▶ _Problem details_: Filter the material below, copying out every line that contains the word "boat" and dropping the rest. Case counts, so a line matches only if the word has the same capitalization.

▶ _Material provided_:
[start]

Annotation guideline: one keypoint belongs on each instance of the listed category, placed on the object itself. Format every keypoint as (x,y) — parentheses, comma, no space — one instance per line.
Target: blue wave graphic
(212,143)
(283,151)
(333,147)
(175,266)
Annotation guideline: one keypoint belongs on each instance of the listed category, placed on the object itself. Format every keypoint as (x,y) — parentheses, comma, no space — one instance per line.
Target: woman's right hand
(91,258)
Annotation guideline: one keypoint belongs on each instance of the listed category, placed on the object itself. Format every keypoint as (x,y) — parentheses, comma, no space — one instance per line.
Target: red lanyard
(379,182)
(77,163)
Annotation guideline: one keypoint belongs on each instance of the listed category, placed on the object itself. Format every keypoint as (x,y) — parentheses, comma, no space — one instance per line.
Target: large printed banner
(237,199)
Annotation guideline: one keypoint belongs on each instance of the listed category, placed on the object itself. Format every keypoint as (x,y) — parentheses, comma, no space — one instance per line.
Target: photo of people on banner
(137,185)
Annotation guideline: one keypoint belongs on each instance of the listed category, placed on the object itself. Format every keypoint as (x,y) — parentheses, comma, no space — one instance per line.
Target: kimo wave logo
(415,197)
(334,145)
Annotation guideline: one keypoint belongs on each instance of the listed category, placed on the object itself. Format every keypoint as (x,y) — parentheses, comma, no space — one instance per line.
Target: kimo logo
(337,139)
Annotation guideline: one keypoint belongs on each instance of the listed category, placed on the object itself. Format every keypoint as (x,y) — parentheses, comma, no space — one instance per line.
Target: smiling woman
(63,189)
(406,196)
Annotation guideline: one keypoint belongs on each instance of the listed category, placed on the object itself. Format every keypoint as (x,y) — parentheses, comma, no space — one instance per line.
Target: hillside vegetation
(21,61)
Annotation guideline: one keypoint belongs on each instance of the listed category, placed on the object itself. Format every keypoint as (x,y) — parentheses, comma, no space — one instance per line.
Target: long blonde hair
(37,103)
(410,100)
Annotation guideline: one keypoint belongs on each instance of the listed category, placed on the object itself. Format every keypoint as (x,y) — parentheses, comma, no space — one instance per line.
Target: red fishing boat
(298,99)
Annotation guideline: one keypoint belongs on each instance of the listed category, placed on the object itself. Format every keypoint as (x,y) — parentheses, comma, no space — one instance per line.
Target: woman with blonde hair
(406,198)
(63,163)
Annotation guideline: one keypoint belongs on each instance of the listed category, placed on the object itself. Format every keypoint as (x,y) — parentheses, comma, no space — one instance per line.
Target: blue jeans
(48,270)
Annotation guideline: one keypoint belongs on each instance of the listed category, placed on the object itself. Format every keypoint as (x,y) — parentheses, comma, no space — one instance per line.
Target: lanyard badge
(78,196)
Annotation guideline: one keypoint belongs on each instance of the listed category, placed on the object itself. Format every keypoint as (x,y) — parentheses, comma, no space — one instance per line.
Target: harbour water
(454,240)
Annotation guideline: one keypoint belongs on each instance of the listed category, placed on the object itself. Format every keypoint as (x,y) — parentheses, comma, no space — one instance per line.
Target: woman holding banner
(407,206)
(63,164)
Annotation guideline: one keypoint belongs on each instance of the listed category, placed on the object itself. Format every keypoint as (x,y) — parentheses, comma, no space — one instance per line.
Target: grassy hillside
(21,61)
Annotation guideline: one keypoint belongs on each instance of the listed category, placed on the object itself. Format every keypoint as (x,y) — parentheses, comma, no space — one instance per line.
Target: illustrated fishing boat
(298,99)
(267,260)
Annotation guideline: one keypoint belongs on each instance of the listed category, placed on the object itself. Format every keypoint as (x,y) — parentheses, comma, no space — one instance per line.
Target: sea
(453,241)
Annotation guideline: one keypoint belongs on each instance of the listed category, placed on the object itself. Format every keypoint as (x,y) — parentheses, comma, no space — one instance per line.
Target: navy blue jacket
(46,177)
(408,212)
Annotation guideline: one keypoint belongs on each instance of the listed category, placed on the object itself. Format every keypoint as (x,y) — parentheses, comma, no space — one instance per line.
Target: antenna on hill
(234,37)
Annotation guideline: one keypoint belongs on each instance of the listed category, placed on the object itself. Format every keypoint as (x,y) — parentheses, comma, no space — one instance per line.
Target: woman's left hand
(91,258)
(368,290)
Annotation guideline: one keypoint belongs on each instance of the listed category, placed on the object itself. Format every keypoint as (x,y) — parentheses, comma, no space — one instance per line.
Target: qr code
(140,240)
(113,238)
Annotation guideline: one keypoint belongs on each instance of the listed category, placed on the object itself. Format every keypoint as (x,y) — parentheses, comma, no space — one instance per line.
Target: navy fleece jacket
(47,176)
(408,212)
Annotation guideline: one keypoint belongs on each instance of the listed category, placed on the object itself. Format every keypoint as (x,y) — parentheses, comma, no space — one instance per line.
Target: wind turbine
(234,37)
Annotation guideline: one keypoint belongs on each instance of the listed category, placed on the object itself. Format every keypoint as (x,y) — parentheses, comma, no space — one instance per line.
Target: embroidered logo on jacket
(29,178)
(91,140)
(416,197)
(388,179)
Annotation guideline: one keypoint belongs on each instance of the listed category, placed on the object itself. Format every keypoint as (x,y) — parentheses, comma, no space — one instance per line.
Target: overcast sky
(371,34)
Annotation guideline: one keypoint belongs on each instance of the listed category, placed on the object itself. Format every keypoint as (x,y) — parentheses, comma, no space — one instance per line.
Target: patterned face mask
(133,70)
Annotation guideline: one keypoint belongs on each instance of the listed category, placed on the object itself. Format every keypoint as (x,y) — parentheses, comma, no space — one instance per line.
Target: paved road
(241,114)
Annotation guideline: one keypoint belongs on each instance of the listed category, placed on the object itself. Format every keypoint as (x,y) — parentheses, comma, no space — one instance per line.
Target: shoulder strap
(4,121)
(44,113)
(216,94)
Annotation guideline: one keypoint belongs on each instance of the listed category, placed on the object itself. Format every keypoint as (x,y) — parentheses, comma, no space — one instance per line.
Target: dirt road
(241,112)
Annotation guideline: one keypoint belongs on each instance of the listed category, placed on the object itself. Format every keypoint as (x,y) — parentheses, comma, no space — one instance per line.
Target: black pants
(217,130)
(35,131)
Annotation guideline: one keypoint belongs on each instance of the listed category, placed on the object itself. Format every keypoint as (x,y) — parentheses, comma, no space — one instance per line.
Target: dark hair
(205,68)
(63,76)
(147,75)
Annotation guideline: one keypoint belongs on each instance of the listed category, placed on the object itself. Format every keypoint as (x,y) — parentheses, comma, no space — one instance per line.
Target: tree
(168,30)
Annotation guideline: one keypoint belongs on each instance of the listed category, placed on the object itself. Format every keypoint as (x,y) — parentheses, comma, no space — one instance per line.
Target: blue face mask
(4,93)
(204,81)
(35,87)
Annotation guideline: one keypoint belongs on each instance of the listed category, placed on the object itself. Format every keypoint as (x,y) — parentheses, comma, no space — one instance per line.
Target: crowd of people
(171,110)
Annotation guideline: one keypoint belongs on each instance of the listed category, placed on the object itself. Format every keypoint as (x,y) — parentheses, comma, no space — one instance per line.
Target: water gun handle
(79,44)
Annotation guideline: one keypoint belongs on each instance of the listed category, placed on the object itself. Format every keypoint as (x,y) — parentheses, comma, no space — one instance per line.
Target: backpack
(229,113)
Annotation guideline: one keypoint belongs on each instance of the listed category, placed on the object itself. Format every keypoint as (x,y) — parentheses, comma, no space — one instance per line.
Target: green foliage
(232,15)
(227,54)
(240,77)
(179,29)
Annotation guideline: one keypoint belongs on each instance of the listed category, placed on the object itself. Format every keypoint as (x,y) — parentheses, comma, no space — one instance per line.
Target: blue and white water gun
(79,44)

[end]

▶ _The solution_:
Target: red fishing boat
Target: illustrated fishing boat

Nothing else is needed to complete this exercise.